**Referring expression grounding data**
—————

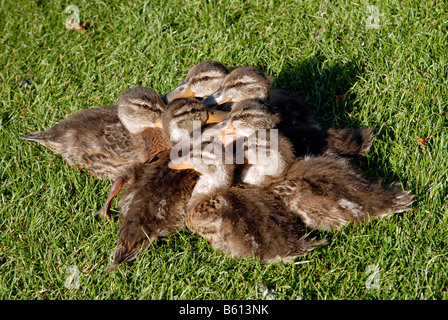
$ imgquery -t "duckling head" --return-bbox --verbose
[205,99,291,186]
[202,66,272,107]
[161,98,228,144]
[224,99,281,137]
[169,140,234,195]
[162,61,229,103]
[118,86,165,134]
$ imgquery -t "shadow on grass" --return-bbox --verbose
[273,53,365,129]
[257,53,411,187]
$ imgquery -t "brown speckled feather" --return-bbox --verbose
[182,139,325,263]
[220,99,412,231]
[269,156,414,231]
[23,106,170,180]
[187,183,324,263]
[112,96,230,263]
[22,88,171,181]
[113,150,199,265]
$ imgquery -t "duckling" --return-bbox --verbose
[112,98,228,266]
[203,66,316,126]
[211,99,413,231]
[168,140,325,263]
[21,86,170,181]
[203,66,376,158]
[161,61,229,103]
[22,87,172,219]
[113,150,199,265]
[270,157,414,231]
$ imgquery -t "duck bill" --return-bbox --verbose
[161,81,195,104]
[202,88,232,107]
[168,154,194,170]
[219,119,237,135]
[202,119,237,138]
[203,110,229,125]
[202,119,238,146]
[153,120,163,129]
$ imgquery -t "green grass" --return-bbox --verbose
[1,0,447,300]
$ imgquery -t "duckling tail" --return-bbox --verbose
[113,239,151,265]
[325,126,377,157]
[291,236,327,260]
[269,237,327,263]
[387,190,414,216]
[300,237,328,253]
[358,126,377,154]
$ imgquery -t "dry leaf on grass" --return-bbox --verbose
[65,19,83,31]
[65,20,97,33]
[335,89,352,105]
[416,135,433,149]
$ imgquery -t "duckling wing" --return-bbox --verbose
[79,124,170,180]
[186,194,227,237]
[101,122,134,158]
[325,127,377,157]
[271,156,413,231]
[113,153,199,265]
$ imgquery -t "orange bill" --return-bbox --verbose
[204,110,229,125]
[161,81,195,104]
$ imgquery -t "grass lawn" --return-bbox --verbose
[1,0,447,300]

—————

**Work item**
Return each record as written, minus its images.

**Task output**
$ imgquery -t "duckling head" --return-bbox --verbose
[205,99,291,186]
[202,66,272,107]
[161,98,228,144]
[224,99,281,137]
[169,140,234,195]
[162,61,229,103]
[118,86,165,134]
$ imgquery -t "shadow on grass" --return-bbox --verbose
[273,53,365,129]
[257,53,411,187]
$ imgquery -t "brown speckled feather" --return-bbox --verbose
[182,139,325,263]
[220,99,412,231]
[269,156,414,231]
[23,106,170,180]
[187,183,324,263]
[112,96,230,263]
[22,88,171,181]
[113,150,199,265]
$ imgquery -t "duckling" --return-bbox --verbose
[112,98,228,266]
[203,66,316,126]
[211,99,413,231]
[168,140,325,263]
[21,86,170,181]
[203,66,376,158]
[161,61,229,103]
[22,87,172,219]
[113,150,199,265]
[270,157,414,231]
$ imgquery -t "duck bill" --return-bbox --verbose
[161,81,195,104]
[202,88,232,107]
[168,154,194,170]
[219,119,237,135]
[202,119,237,138]
[203,110,229,125]
[202,119,238,146]
[153,120,163,129]
$ imgquery -t "green grass" --return-bbox --verbose
[1,0,447,300]
$ imgquery -t "duckling tail" --return-bbox --verbose
[113,239,151,265]
[325,126,377,157]
[291,236,327,260]
[269,237,327,263]
[387,190,414,216]
[300,237,328,253]
[358,126,377,154]
$ imgquery -t "dry leaf on grass" --return-bbox --verbose
[65,19,83,31]
[65,20,97,33]
[335,89,352,105]
[416,135,433,149]
$ imgquery -t "duckling wing" --return-bbox --verbose
[79,124,170,180]
[186,194,227,237]
[101,122,134,158]
[325,127,377,157]
[271,156,413,231]
[113,153,199,265]
$ imgquery -t "orange bill" --return-bbox --verbose
[204,110,229,125]
[161,81,195,104]
$ imgquery -t "grass lawn" --return-bbox --verbose
[1,0,447,300]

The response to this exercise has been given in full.